French Defence Minister Gerard Longuet signalled growing impatience with the progress of the conflict when he said the rebels should negotiate now with Gaddafi's government and not wait for his defeat.
"We have .... have asked them to speak to each other," Longuet, whose government has until now been among the most hawkish on Libya, said on French television station BFM TV.
We ... are delighted to say that in Malabo, the summit of the African Union delivered a public statement which is closer (to) the position of France and the coalition than before," Alain Juppe told reporters in Addis Ababa.
"We agreed that we must now find a political outcome to the situation in Libya and this solution implies a genuine ceasefire and also an inclusive national dialogue between all the parties," Juppe said
Juppe spoke to the press in English, after meeting in Addis Ababa with the deputy chairperson of the AU Commission Erastus Mwencha and the commissioner for peace and security Ramtane Lamamra.
"The position of the TNC (rebel Transitional National Council) is very far from other positions. Now, there will be a need to sit around a table," he said."

_Given request 1_:
In the Libya excerpt, on which television station did Longuet speak?
_Given request 2_:
Decide whether each statement agrees with the Libya excerpt, answering yes or no and quoting the words of the excerpt that decide it: (a) Juppe spoke to the press in French. (b) The African Union summit was held in Malabo. (c) Longuet said the rebels should wait for Gaddafi's defeat before negotiating.
_Given request 3_:
List every person named in the Libya excerpt.

_Dataset_:
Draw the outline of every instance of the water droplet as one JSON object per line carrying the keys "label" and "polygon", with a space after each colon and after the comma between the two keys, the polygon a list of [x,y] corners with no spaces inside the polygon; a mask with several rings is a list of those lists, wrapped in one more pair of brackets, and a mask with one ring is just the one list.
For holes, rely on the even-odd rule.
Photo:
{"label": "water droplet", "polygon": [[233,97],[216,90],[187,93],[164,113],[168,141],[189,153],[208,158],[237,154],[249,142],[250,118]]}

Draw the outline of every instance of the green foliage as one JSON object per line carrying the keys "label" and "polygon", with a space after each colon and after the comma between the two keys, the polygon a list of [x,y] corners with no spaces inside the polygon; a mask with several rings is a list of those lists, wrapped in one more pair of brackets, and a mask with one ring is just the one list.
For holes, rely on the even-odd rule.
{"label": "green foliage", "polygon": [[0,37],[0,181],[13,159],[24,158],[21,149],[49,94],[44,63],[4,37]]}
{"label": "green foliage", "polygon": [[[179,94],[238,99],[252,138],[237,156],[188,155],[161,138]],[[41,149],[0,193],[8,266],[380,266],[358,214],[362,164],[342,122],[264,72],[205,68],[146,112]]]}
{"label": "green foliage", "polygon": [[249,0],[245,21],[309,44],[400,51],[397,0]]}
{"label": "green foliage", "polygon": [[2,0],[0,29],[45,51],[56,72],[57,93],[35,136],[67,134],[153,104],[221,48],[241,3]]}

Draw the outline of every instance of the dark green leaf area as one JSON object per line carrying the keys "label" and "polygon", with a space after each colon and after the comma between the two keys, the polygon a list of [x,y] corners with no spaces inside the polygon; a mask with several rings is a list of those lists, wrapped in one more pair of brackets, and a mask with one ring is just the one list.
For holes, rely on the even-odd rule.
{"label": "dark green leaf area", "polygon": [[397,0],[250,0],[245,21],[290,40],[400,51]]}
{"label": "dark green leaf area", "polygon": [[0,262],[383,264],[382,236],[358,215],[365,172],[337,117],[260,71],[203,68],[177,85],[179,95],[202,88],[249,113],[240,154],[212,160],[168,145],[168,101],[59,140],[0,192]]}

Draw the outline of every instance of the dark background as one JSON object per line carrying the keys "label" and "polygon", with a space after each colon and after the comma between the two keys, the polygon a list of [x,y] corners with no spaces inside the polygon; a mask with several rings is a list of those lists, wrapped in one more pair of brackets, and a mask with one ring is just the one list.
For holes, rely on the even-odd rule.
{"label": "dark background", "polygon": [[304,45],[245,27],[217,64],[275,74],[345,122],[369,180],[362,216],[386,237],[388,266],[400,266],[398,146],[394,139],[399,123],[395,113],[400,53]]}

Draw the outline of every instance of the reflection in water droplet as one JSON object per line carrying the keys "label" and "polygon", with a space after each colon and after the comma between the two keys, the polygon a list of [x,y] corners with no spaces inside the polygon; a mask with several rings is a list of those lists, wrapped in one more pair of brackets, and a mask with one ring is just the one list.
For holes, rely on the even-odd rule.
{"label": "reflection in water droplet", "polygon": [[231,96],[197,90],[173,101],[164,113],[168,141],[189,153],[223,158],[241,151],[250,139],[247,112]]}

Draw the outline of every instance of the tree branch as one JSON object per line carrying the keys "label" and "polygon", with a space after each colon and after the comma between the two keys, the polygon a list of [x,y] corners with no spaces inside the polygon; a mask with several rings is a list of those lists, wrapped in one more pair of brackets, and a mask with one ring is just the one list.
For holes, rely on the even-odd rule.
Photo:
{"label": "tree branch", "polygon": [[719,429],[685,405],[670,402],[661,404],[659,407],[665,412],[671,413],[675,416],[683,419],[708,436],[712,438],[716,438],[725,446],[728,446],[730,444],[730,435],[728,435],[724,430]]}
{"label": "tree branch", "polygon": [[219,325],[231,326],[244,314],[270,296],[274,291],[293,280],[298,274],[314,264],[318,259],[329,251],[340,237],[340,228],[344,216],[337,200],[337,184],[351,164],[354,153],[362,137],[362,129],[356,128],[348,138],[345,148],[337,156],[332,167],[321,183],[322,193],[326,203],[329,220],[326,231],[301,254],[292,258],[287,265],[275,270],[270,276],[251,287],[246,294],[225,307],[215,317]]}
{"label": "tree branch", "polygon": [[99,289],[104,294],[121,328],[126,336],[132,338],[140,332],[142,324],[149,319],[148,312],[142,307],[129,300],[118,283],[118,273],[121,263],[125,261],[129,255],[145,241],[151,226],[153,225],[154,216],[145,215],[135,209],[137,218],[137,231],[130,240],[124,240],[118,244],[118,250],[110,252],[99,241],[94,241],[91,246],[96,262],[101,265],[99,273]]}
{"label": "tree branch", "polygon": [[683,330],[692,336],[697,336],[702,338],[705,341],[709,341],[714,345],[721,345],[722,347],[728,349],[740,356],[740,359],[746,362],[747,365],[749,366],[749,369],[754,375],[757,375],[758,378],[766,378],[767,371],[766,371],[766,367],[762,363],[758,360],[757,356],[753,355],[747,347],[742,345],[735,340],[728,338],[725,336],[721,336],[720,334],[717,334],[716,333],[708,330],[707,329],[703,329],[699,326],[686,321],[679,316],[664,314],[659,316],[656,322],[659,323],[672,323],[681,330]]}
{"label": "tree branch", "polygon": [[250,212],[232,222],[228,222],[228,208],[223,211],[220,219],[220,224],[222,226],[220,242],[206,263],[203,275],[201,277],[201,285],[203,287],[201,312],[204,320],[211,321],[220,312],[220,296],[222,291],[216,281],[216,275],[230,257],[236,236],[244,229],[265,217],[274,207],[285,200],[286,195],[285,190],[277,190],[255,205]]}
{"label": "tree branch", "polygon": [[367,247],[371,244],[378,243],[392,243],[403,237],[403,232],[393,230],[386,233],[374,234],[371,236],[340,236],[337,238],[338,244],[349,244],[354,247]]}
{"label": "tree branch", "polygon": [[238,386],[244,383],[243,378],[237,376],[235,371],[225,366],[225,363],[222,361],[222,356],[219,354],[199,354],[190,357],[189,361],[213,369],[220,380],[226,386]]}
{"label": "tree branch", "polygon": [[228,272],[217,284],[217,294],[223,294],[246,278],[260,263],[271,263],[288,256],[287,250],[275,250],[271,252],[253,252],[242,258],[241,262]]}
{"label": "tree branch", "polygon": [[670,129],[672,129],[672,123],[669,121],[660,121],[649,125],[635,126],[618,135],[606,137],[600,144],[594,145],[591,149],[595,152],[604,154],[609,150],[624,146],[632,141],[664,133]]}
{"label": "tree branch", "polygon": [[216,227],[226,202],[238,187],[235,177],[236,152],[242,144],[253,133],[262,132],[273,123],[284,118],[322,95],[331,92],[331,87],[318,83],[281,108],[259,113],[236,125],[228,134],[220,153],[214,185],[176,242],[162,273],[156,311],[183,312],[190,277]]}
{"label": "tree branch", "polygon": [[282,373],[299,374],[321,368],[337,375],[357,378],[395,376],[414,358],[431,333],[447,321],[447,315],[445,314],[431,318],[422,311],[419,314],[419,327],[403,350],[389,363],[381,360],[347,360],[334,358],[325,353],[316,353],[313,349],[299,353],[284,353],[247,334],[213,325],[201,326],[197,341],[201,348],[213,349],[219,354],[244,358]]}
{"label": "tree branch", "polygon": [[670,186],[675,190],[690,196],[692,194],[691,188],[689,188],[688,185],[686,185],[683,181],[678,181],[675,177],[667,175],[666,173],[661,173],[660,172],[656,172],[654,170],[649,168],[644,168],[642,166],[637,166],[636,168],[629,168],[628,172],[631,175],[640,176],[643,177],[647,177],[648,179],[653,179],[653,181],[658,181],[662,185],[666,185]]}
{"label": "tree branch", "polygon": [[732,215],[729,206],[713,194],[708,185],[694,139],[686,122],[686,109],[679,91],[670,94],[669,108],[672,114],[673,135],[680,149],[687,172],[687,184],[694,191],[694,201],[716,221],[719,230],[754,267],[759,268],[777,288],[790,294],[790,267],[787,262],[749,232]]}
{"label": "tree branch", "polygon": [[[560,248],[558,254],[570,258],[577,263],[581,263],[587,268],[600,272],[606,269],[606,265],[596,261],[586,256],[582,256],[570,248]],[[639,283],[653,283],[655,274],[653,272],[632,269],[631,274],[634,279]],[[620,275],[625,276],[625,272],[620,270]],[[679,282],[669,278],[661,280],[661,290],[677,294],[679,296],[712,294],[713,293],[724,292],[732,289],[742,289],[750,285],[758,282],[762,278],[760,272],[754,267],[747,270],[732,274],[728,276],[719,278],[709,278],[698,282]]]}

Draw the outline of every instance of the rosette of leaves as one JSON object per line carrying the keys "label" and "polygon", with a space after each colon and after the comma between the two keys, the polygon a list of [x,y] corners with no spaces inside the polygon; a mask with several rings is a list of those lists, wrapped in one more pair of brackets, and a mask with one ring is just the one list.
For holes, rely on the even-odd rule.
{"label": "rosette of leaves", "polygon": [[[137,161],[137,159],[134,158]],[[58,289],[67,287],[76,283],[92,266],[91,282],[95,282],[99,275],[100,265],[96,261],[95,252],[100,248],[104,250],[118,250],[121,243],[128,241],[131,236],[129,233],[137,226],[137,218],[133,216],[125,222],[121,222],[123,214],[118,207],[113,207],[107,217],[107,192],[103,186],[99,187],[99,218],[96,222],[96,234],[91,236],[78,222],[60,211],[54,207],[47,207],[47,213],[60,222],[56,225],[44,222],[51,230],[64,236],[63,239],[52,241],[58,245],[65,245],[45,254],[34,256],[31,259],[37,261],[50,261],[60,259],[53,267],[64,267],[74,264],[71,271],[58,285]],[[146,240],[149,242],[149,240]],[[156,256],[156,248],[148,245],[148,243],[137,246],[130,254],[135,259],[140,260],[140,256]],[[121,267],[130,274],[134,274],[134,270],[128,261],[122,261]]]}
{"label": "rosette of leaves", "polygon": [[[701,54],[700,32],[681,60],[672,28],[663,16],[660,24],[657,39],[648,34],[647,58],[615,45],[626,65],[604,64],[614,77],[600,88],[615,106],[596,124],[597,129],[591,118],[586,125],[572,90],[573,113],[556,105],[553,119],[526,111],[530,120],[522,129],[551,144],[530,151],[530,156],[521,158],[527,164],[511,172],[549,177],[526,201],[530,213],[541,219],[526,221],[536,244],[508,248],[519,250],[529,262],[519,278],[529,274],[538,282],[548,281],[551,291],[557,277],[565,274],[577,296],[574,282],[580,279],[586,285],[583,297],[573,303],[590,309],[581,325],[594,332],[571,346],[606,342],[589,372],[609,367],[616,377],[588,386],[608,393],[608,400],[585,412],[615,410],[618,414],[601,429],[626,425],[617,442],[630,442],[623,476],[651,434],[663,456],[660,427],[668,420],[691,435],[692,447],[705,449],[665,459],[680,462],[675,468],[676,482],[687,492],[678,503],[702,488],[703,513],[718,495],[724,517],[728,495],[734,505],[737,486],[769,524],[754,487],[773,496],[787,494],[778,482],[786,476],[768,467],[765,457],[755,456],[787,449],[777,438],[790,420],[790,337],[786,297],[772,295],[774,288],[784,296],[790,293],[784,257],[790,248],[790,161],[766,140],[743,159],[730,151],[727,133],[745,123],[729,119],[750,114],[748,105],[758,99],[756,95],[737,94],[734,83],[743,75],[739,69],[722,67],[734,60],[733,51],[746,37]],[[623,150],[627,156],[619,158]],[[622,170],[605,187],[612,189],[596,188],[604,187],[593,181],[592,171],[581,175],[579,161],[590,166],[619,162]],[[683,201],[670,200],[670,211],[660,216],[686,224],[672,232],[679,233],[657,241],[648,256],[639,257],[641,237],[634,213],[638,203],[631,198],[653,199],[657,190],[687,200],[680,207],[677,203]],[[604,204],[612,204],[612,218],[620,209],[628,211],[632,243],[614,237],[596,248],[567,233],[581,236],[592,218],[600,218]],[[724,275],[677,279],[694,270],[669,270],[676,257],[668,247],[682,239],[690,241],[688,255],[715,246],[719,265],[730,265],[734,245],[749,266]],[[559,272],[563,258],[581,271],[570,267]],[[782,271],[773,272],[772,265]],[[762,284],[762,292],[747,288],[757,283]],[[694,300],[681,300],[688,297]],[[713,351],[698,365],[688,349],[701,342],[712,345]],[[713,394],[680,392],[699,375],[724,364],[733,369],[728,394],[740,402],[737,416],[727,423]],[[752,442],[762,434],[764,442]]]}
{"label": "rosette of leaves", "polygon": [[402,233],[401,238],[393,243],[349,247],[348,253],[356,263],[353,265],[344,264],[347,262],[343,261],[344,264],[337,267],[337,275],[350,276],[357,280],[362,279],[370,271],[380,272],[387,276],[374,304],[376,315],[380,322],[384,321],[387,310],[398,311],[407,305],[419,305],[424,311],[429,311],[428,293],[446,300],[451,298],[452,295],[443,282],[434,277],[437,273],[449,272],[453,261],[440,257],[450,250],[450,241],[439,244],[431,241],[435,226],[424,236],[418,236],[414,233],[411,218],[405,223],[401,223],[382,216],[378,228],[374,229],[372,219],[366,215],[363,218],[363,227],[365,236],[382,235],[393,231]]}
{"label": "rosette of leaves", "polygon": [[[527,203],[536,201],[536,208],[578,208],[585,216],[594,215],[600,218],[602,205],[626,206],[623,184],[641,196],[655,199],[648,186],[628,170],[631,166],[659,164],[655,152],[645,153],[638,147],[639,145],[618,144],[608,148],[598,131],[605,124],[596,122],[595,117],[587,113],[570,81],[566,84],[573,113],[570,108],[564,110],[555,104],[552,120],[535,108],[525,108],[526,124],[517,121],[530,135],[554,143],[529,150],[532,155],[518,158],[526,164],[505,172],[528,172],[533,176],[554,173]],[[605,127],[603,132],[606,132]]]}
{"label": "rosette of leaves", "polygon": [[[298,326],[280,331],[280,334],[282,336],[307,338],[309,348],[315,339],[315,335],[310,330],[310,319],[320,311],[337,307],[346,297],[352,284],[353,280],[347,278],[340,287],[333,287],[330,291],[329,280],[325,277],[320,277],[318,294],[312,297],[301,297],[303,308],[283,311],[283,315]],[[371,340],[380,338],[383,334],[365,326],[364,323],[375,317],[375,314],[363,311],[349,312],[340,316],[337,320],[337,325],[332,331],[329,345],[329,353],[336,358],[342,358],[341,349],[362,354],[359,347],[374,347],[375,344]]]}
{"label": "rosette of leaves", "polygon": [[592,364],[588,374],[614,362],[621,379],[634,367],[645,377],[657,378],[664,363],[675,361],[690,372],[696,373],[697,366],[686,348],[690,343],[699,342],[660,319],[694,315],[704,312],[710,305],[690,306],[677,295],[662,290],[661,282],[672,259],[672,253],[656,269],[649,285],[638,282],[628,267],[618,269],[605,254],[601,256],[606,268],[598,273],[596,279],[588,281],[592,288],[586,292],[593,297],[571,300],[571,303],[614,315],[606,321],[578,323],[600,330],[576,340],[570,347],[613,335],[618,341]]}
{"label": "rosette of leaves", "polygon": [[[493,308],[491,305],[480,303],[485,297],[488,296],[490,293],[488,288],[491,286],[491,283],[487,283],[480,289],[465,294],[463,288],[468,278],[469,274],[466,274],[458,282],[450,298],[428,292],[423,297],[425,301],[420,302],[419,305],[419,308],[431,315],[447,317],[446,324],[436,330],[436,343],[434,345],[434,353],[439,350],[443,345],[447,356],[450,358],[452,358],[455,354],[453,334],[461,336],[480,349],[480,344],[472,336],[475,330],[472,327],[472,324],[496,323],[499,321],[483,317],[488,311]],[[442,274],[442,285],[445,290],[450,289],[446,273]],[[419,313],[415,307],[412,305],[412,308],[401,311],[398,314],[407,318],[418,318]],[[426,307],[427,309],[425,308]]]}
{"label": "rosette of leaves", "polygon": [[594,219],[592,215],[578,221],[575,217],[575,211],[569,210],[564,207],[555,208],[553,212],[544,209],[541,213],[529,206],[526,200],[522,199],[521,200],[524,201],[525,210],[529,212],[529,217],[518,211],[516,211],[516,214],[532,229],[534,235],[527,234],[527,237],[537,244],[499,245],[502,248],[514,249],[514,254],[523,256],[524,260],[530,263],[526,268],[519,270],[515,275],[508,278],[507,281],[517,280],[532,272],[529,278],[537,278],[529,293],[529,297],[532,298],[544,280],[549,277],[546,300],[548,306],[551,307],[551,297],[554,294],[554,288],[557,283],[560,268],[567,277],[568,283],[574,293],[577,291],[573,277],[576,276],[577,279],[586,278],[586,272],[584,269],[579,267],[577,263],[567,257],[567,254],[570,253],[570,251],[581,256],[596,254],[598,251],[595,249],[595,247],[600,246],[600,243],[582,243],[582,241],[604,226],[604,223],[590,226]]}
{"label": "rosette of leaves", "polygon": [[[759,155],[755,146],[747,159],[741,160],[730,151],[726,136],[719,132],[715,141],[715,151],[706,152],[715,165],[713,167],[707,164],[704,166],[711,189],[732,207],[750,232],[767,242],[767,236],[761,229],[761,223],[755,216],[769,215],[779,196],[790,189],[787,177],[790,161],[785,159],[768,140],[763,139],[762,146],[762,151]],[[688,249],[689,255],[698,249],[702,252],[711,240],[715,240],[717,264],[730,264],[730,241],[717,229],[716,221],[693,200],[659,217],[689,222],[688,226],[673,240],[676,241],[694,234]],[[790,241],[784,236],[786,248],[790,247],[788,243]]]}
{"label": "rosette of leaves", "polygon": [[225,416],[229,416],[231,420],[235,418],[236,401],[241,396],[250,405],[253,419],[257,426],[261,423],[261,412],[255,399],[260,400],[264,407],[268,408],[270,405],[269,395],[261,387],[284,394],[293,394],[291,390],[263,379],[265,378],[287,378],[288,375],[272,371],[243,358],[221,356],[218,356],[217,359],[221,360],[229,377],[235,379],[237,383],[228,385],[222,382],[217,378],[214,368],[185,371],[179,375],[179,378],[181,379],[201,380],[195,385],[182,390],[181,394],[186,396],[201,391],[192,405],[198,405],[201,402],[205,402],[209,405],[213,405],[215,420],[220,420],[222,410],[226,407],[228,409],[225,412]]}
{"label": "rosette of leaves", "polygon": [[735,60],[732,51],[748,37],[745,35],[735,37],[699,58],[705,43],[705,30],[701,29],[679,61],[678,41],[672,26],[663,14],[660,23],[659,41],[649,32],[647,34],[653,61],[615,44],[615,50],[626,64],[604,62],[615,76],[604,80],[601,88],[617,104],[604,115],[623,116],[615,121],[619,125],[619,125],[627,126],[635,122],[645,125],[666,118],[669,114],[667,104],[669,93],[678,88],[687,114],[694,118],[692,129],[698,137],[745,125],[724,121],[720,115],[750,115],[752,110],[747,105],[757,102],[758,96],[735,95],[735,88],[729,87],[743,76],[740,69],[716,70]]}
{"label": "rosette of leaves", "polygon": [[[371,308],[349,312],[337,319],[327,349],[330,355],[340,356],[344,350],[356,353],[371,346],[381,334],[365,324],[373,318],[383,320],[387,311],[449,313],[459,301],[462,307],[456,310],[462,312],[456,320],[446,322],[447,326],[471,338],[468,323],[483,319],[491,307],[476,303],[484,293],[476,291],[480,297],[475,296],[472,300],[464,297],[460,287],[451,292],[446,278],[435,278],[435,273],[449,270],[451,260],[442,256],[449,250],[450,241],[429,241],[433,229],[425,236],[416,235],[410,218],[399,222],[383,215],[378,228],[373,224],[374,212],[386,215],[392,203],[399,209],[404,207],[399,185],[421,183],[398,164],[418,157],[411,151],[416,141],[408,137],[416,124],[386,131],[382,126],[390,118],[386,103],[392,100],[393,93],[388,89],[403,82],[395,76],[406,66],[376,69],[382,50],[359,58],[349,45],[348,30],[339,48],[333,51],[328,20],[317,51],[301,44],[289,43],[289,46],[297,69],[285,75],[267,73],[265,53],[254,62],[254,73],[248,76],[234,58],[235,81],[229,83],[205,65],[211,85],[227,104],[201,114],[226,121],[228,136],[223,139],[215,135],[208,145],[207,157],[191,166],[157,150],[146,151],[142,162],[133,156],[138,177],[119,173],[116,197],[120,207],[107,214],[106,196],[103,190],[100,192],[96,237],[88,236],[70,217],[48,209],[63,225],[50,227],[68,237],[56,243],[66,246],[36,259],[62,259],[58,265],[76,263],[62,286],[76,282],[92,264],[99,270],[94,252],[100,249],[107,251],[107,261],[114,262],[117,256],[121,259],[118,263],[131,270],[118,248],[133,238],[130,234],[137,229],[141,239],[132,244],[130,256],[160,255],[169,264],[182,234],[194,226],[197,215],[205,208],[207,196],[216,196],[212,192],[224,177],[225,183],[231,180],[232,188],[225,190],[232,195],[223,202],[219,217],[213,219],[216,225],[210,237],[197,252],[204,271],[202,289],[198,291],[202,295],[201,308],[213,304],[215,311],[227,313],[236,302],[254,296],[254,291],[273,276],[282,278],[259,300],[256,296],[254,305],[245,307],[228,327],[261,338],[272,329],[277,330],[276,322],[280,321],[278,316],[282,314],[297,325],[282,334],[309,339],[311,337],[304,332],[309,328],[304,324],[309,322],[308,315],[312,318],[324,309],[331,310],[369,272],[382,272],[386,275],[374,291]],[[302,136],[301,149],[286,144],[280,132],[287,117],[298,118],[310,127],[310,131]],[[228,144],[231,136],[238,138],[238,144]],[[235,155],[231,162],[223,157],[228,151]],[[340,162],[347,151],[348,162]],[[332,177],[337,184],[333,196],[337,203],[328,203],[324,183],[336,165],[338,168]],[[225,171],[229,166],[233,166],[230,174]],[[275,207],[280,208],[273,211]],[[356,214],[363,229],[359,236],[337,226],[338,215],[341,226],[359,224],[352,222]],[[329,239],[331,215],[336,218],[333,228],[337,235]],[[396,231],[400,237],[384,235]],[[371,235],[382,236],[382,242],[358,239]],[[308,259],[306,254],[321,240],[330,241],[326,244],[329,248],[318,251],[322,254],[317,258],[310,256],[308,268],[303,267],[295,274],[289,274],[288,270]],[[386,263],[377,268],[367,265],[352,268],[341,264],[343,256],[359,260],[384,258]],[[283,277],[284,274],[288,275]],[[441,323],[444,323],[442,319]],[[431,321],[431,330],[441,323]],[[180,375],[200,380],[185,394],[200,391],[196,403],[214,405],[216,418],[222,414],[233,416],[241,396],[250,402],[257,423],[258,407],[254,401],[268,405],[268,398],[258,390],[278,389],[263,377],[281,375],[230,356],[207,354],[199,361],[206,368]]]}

_Reply 1_:
BFM TV

_Reply 2_:
(a) No: "Juppe spoke to the press in English"
(b) Yes: "in Malabo, the summit of the African Union delivered a public statement"
(c) No: "the rebels should negotiate now with Gaddafi's government and not wait for his defeat"

_Reply 3_:
Gerard Longuet, Gaddafi, Alain Juppe, Erastus Mwencha, Ramtane Lamamra